PASSAGE
┏━━
UVic has put together a booklet on Gary’s composition and describes its immense scope. “Gary’s musical composition takes the form of an oratorio. A Twentieth Century Passion not only draws on the works of famous German composers such as Bach, Handel and Mendelssohn, but also represents a musical intervention to that tradition. Instead of portraying the gospel narrative of the Passion, this oratorio focuses on the emotions and suffering of European Jews during the Shoah. The libretto includes a composite of stories and perspectives – of men and women, young and old – beginning from the end of the First World War up until the end of the Nuremberg trials. In particular, A Twentieth Century Passion remembers and honors the lives of the murdered children.”

April is a significant month for Gary in other ways, as well. He and his wife, Judy Estrin, will celebrate their seventh wedding anniversary the day before A Twentieth Century Passion is performed for the first time – just two weeks before the composer’s 90th birthday.

The couple met on JDate and decided to marry after a brief online courtship, Estrin told the Independent. “We finally met in December 2006. As Peter’s mother was murdered on Christmas Eve, that has always been a difficult time for him. We opted to ‘say our vows’ to each other at approximately the time that corresponded to her murder on Christmas Eve, including exchanging rings. For us, that is the day we were married.” However, “on April 1, 2007, in the rain, hail, sleet and snow, we had an outdoor wedding, under a chuppah in our yard, followed by a civil ceremony on June 1, 2007.”

Gary credits Estrin for having the tenacity to get his oratorio to the stage, and it wasn’t an easy task.

“I tried to get orchestras interested in the piece when we first were married, to no avail,” she said. “We agreed that we had to let go of the vision of having a performance of A Twentieth Century Passion in his lifetime – which was my promise to him when we married. So, we let go, with the provision that if the universe wanted him to experience his piece in his lifetime, the universe would make it happen.”
┗━━
In the article about Gary's oratorio, write out the text again from "April is a significant" up to and including "composer’s 90th birthday.", replacing "wedding anniversary" with "marriage anniversary".

[Region outline rows]
┏━━
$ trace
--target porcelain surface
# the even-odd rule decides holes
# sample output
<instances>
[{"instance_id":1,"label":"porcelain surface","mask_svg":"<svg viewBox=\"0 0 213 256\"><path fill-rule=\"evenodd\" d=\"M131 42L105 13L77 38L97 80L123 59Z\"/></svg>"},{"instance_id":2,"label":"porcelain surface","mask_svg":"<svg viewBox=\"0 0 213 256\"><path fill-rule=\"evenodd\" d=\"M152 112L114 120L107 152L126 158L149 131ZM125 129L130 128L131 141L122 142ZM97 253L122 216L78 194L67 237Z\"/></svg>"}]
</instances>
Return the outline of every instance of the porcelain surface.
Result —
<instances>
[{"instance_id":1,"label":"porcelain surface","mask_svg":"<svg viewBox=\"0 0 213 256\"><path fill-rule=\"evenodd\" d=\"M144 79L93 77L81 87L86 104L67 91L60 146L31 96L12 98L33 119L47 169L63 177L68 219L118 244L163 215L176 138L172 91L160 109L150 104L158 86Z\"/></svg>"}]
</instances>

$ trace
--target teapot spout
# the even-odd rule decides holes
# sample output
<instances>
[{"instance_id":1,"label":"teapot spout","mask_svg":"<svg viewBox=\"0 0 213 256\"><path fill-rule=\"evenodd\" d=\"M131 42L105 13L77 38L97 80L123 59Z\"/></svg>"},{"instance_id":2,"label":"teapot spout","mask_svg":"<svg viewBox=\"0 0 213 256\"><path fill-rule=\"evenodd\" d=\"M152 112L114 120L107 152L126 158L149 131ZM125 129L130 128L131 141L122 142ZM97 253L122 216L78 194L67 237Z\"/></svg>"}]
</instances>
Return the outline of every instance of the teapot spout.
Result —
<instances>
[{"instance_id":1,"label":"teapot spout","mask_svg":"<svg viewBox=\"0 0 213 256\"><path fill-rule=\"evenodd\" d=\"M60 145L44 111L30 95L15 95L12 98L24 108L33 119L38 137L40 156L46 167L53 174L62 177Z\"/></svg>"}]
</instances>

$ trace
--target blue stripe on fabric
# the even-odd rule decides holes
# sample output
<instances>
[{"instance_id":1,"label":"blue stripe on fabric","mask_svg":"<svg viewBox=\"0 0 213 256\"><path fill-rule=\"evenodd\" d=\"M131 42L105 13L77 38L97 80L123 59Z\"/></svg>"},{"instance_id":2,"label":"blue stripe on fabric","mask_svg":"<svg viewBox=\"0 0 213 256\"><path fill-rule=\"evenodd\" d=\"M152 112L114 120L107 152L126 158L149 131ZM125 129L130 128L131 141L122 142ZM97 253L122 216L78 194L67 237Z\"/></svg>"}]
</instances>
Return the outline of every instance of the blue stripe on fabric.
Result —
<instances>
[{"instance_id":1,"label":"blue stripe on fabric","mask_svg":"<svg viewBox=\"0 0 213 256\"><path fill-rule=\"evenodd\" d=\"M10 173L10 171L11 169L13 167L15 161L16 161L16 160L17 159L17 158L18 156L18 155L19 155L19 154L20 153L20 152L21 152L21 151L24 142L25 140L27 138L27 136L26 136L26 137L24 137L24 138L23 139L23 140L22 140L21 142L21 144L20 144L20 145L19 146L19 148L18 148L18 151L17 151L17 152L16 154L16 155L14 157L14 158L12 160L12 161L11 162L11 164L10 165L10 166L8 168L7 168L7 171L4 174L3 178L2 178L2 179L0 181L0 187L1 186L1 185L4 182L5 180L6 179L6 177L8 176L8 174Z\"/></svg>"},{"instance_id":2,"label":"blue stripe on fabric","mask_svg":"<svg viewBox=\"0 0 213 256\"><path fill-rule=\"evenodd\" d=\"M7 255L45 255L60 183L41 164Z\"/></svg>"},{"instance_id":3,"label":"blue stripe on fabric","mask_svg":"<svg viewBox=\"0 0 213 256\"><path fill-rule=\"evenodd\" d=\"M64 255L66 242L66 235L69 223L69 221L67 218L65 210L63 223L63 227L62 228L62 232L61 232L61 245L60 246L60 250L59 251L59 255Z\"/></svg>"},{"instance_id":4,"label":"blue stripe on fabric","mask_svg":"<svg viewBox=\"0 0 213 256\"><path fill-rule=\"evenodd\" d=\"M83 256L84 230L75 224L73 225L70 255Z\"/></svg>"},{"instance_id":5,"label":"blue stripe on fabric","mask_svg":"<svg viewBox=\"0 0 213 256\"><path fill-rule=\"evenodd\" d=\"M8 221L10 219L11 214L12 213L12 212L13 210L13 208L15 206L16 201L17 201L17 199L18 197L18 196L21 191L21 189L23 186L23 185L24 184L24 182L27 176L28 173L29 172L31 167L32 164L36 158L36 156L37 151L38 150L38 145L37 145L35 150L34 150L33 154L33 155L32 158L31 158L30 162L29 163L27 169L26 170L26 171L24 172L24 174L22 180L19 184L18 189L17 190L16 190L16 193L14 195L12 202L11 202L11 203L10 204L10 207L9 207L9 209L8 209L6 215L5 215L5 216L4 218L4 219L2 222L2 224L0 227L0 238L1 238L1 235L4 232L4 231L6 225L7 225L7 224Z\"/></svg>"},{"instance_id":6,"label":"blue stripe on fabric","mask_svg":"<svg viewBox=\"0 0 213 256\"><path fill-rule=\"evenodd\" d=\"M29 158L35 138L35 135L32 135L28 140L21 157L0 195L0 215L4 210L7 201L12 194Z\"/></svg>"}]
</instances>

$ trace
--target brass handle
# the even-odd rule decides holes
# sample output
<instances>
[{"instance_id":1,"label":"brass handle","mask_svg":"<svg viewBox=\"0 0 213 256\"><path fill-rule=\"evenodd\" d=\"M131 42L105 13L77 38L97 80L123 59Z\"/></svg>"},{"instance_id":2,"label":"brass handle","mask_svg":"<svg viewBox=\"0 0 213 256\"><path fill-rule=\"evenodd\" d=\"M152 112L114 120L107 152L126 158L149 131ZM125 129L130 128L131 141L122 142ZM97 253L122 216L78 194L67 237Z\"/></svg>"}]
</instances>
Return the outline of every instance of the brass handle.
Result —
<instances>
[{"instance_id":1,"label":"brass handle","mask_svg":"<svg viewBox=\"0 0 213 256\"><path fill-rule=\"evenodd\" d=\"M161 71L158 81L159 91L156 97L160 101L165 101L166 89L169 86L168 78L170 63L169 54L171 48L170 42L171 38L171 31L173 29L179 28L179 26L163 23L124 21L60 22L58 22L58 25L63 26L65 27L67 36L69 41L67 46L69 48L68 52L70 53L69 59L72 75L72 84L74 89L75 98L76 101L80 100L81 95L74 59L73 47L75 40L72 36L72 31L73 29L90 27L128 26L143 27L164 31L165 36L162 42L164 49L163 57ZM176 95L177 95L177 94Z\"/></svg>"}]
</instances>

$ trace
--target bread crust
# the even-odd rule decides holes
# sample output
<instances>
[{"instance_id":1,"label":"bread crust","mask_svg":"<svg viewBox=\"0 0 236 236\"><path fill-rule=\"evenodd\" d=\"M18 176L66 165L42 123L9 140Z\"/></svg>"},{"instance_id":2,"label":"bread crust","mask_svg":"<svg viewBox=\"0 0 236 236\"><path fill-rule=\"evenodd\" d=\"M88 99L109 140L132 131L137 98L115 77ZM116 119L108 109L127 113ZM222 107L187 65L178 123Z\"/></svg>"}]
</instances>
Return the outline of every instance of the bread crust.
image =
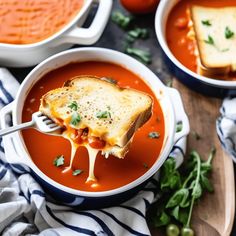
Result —
<instances>
[{"instance_id":1,"label":"bread crust","mask_svg":"<svg viewBox=\"0 0 236 236\"><path fill-rule=\"evenodd\" d=\"M98 91L99 89L101 89L101 92ZM73 96L75 93L81 93L82 95L80 96L77 94L78 96ZM114 103L116 104L115 107L112 107L112 101L107 101L108 99L106 99L106 101L102 100L103 96L105 96L104 93L109 93L109 96L118 98L117 101L115 98L110 99L114 100ZM100 103L93 104L93 102L91 102L90 107L86 107L86 104L84 104L83 101L87 99L87 94L89 94L88 96L91 96L91 99L94 99L94 96L97 96L95 99L98 99L97 103ZM93 96L93 94L95 95ZM68 96L71 96L72 98L68 99ZM140 99L140 104L138 103L139 101L137 101L138 99ZM69 125L68 117L71 117L71 115L66 115L68 109L65 109L64 111L63 106L68 107L68 102L70 100L75 100L78 103L78 106L81 109L79 112L81 112L82 116L83 112L84 114L87 114L87 116L91 116L90 110L94 109L93 107L96 105L103 105L103 109L106 104L107 107L112 107L109 111L111 117L108 119L101 120L93 116L91 118L92 121L89 121L83 116L80 124L73 128L88 128L89 135L99 137L109 144L109 148L106 148L104 153L111 153L119 158L123 158L128 152L135 131L144 125L152 115L153 101L148 94L134 89L120 88L116 84L111 84L102 78L91 75L74 77L66 81L62 88L49 91L41 99L40 111L60 125L67 126ZM135 104L131 104L131 102L134 101ZM121 107L122 105L124 107ZM131 111L132 108L134 109L133 111ZM117 110L121 112L118 112ZM122 112L128 116L122 118L123 120L116 117L117 114L122 115ZM96 112L93 112L93 114L96 114ZM98 125L96 125L95 122L98 123Z\"/></svg>"}]
</instances>

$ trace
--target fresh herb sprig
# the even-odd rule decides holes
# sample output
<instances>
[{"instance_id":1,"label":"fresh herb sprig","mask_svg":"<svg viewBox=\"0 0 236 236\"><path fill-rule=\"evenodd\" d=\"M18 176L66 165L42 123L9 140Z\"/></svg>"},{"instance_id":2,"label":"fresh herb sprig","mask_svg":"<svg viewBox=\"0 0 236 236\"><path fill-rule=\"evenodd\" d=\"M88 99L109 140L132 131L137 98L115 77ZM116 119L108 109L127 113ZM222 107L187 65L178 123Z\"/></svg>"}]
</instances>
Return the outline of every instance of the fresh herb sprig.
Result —
<instances>
[{"instance_id":1,"label":"fresh herb sprig","mask_svg":"<svg viewBox=\"0 0 236 236\"><path fill-rule=\"evenodd\" d=\"M123 40L124 52L144 64L151 64L151 53L145 49L133 46L137 39L147 39L149 37L149 30L137 27L132 16L125 16L117 11L112 14L112 21L126 31Z\"/></svg>"},{"instance_id":2,"label":"fresh herb sprig","mask_svg":"<svg viewBox=\"0 0 236 236\"><path fill-rule=\"evenodd\" d=\"M179 232L176 225L179 223L183 226L182 235L194 235L190 226L194 204L205 190L213 192L208 175L212 170L215 152L215 148L212 148L208 160L202 161L200 155L192 151L181 172L175 168L174 158L169 158L164 163L160 173L161 197L157 202L157 213L153 217L154 226L166 226L167 232Z\"/></svg>"},{"instance_id":3,"label":"fresh herb sprig","mask_svg":"<svg viewBox=\"0 0 236 236\"><path fill-rule=\"evenodd\" d=\"M133 19L132 16L125 16L120 11L115 11L111 15L111 20L124 30L130 27Z\"/></svg>"}]
</instances>

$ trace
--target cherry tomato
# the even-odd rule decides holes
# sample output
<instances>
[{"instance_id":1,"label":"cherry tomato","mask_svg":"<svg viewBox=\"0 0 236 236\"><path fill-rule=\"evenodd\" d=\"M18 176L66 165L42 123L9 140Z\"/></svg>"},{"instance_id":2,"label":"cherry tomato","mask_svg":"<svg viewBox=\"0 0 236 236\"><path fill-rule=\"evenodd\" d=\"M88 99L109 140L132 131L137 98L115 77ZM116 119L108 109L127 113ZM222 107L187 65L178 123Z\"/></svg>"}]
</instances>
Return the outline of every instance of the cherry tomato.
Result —
<instances>
[{"instance_id":1,"label":"cherry tomato","mask_svg":"<svg viewBox=\"0 0 236 236\"><path fill-rule=\"evenodd\" d=\"M89 137L88 142L89 142L89 146L95 149L102 149L106 145L106 142L104 140L101 140L97 137Z\"/></svg>"},{"instance_id":2,"label":"cherry tomato","mask_svg":"<svg viewBox=\"0 0 236 236\"><path fill-rule=\"evenodd\" d=\"M123 7L135 14L146 14L157 9L159 0L120 0Z\"/></svg>"}]
</instances>

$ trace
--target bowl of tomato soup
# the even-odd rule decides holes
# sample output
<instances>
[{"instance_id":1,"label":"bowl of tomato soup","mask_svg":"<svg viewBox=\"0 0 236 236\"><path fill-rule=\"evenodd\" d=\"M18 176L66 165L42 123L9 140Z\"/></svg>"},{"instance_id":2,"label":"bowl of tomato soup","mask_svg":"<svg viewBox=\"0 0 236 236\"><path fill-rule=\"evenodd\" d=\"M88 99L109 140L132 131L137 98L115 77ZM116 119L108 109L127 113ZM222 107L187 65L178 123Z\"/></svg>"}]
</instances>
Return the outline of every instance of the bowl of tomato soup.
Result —
<instances>
[{"instance_id":1,"label":"bowl of tomato soup","mask_svg":"<svg viewBox=\"0 0 236 236\"><path fill-rule=\"evenodd\" d=\"M170 71L189 88L214 97L236 94L235 73L217 79L197 73L197 57L189 35L189 8L193 5L222 8L236 6L235 1L173 0L161 1L156 12L155 30ZM206 16L207 18L207 16Z\"/></svg>"},{"instance_id":2,"label":"bowl of tomato soup","mask_svg":"<svg viewBox=\"0 0 236 236\"><path fill-rule=\"evenodd\" d=\"M95 4L96 15L90 26L83 28ZM112 0L2 0L0 64L32 66L74 44L95 43L106 26L111 7Z\"/></svg>"},{"instance_id":3,"label":"bowl of tomato soup","mask_svg":"<svg viewBox=\"0 0 236 236\"><path fill-rule=\"evenodd\" d=\"M85 208L111 206L136 194L158 171L176 141L189 132L188 118L179 93L166 87L140 62L109 49L80 48L59 53L32 70L16 100L1 111L2 127L6 127L5 116L9 113L13 124L29 121L43 94L84 74L112 78L120 87L137 89L153 97L152 117L135 133L125 158L104 158L98 154L94 169L97 184L88 184L86 149L77 150L73 162L74 169L82 172L78 175L63 172L70 162L69 141L34 129L4 137L6 157L16 171L21 172L22 168L30 171L48 193L65 204ZM183 128L176 133L178 122L183 123ZM55 166L55 158L62 155L64 165Z\"/></svg>"}]
</instances>

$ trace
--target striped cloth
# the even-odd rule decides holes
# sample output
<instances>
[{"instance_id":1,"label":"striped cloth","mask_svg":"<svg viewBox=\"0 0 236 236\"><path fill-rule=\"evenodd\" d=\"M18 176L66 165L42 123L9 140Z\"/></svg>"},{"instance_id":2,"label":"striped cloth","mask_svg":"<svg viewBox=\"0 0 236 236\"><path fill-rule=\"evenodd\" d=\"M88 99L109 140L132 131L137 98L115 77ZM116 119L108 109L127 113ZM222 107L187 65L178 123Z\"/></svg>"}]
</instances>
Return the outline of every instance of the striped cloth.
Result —
<instances>
[{"instance_id":1,"label":"striped cloth","mask_svg":"<svg viewBox=\"0 0 236 236\"><path fill-rule=\"evenodd\" d=\"M222 147L236 163L236 97L226 98L220 113L216 121L217 134Z\"/></svg>"},{"instance_id":2,"label":"striped cloth","mask_svg":"<svg viewBox=\"0 0 236 236\"><path fill-rule=\"evenodd\" d=\"M13 101L18 86L7 70L0 69L1 107ZM173 148L171 156L178 157L177 165L183 161L185 146L183 138ZM79 211L49 201L29 172L7 163L2 143L0 148L1 235L150 235L145 213L157 198L157 175L137 196L119 206Z\"/></svg>"}]
</instances>

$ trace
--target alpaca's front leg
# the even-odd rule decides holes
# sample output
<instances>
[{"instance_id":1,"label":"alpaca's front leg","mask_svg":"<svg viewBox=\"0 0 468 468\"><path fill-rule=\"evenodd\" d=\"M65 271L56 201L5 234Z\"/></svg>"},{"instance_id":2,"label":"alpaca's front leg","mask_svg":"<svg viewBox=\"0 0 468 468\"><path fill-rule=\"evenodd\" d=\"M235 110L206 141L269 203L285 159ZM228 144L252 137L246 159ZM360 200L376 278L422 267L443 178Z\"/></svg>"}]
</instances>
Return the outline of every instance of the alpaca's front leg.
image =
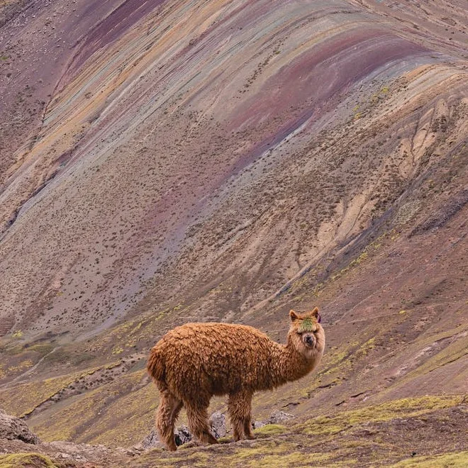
┗━━
OUTPUT
April is a significant month for Gary in other ways, as well. He and his wife, Judy Estrin, will celebrate their seventh marriage anniversary the day before A Twentieth Century Passion is performed for the first time – just two weeks before the composer’s 90th birthday.